## Rows
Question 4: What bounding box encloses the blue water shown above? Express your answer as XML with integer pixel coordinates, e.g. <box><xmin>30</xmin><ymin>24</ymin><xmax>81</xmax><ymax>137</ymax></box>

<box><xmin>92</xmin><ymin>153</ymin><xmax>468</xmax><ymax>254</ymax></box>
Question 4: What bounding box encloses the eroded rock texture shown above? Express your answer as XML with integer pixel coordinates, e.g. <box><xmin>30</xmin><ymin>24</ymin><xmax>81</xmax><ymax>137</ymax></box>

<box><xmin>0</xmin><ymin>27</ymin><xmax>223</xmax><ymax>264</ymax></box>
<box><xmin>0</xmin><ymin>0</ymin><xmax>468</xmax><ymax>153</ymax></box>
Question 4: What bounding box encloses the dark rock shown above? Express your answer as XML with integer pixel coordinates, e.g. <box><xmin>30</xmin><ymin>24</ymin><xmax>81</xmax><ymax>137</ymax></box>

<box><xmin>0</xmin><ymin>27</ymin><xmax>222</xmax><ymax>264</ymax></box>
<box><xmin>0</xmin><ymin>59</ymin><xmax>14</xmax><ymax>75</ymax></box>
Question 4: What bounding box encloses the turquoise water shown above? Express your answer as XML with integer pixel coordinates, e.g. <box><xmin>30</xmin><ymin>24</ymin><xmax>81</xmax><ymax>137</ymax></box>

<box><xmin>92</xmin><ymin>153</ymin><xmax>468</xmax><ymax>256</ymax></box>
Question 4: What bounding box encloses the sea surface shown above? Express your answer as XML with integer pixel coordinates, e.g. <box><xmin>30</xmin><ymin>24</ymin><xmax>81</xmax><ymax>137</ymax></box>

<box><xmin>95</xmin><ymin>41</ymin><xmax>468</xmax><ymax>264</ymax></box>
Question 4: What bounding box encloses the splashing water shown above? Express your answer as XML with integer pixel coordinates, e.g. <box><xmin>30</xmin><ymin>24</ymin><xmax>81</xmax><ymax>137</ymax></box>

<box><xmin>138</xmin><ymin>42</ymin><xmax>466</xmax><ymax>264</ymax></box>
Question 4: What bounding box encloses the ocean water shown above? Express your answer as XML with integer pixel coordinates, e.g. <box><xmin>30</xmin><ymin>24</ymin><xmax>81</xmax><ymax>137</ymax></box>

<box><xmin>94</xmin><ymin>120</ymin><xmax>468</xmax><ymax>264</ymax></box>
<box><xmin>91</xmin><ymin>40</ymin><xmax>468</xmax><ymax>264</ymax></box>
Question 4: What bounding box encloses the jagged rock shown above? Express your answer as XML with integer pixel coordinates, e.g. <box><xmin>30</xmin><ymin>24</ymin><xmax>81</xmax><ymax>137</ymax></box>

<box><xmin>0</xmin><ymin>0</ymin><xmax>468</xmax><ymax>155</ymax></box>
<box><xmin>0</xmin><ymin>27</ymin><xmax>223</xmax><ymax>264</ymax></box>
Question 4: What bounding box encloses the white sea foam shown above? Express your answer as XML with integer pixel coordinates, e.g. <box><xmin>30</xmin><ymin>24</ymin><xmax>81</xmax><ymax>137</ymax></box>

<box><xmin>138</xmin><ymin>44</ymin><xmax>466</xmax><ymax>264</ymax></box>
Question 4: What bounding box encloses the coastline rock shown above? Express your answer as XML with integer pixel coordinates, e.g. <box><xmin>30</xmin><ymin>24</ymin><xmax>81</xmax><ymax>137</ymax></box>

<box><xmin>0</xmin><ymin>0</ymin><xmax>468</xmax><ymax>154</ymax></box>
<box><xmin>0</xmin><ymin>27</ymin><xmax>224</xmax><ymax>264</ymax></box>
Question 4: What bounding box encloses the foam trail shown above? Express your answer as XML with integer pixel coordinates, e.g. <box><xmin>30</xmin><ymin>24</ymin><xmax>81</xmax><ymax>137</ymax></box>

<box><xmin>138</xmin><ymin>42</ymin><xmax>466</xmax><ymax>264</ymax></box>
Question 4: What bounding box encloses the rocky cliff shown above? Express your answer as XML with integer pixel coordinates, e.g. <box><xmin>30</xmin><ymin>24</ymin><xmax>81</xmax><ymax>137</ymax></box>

## What is being asked
Return the entries in full, keeping every line exactly as it is.

## Written response
Question 4: What bounding box encloses the blue water shown above? Express your answer as XML with integer pixel coordinates, e.g. <box><xmin>30</xmin><ymin>24</ymin><xmax>81</xmax><ymax>137</ymax></box>

<box><xmin>92</xmin><ymin>153</ymin><xmax>468</xmax><ymax>254</ymax></box>
Question 4: What bounding box encloses the eroded rock texture shown above? Express your answer as XML with integer pixel coordinates, e.g. <box><xmin>30</xmin><ymin>24</ymin><xmax>81</xmax><ymax>137</ymax></box>

<box><xmin>0</xmin><ymin>27</ymin><xmax>223</xmax><ymax>264</ymax></box>
<box><xmin>0</xmin><ymin>0</ymin><xmax>468</xmax><ymax>153</ymax></box>
Question 4: What bounding box encloses the dark rock shown above? Express your answer as XML with integer pixel coordinates, e.g. <box><xmin>30</xmin><ymin>24</ymin><xmax>81</xmax><ymax>137</ymax></box>

<box><xmin>0</xmin><ymin>27</ymin><xmax>222</xmax><ymax>264</ymax></box>
<box><xmin>0</xmin><ymin>59</ymin><xmax>14</xmax><ymax>75</ymax></box>
Question 4: What bounding box encloses the turquoise water shown above? Express your answer as XML with integer pixel coordinates, e.g. <box><xmin>30</xmin><ymin>24</ymin><xmax>81</xmax><ymax>137</ymax></box>

<box><xmin>92</xmin><ymin>153</ymin><xmax>468</xmax><ymax>256</ymax></box>
Question 4: What bounding box encloses the sea surface shown above? Express your answer as XML with integer pixel coordinates, e.g. <box><xmin>30</xmin><ymin>24</ymin><xmax>81</xmax><ymax>137</ymax></box>

<box><xmin>95</xmin><ymin>41</ymin><xmax>468</xmax><ymax>264</ymax></box>
Question 4: What bounding box encloses the splashing water shown above? Express your answer as XML with integer pixel coordinates, e.g. <box><xmin>30</xmin><ymin>24</ymin><xmax>81</xmax><ymax>137</ymax></box>

<box><xmin>138</xmin><ymin>42</ymin><xmax>466</xmax><ymax>264</ymax></box>
Question 4: What bounding box encloses the ocean water shown above? Express your answer as XML with integer pixel coordinates, e.g. <box><xmin>30</xmin><ymin>24</ymin><xmax>81</xmax><ymax>137</ymax></box>

<box><xmin>94</xmin><ymin>120</ymin><xmax>468</xmax><ymax>264</ymax></box>
<box><xmin>91</xmin><ymin>40</ymin><xmax>468</xmax><ymax>264</ymax></box>
Question 4: What bounding box encloses the jagged rock shown above? Express your answer as XML with integer pixel coordinates, e.g. <box><xmin>30</xmin><ymin>24</ymin><xmax>81</xmax><ymax>137</ymax></box>

<box><xmin>0</xmin><ymin>0</ymin><xmax>468</xmax><ymax>155</ymax></box>
<box><xmin>0</xmin><ymin>27</ymin><xmax>223</xmax><ymax>264</ymax></box>
Question 4: What bounding box encloses the white sea foam shown above? Express your answer as XML with integer pixel coordinates, e.g. <box><xmin>30</xmin><ymin>24</ymin><xmax>81</xmax><ymax>137</ymax></box>

<box><xmin>138</xmin><ymin>44</ymin><xmax>466</xmax><ymax>264</ymax></box>
Question 4: What bounding box encloses the coastline rock shown above? Express your answer as XML with integer pixel coordinates, e.g. <box><xmin>30</xmin><ymin>24</ymin><xmax>81</xmax><ymax>137</ymax></box>

<box><xmin>0</xmin><ymin>0</ymin><xmax>468</xmax><ymax>154</ymax></box>
<box><xmin>0</xmin><ymin>27</ymin><xmax>224</xmax><ymax>264</ymax></box>
Question 4: What bounding box encloses the foam trail shown above? Express your answer as XML with integer pixel coordinates, e.g. <box><xmin>30</xmin><ymin>24</ymin><xmax>81</xmax><ymax>137</ymax></box>

<box><xmin>138</xmin><ymin>42</ymin><xmax>466</xmax><ymax>264</ymax></box>
Question 4: What bounding box encloses the rocky cliff shown above? Express your answer as XML with integer pixel coordinates, e.g. <box><xmin>30</xmin><ymin>24</ymin><xmax>81</xmax><ymax>137</ymax></box>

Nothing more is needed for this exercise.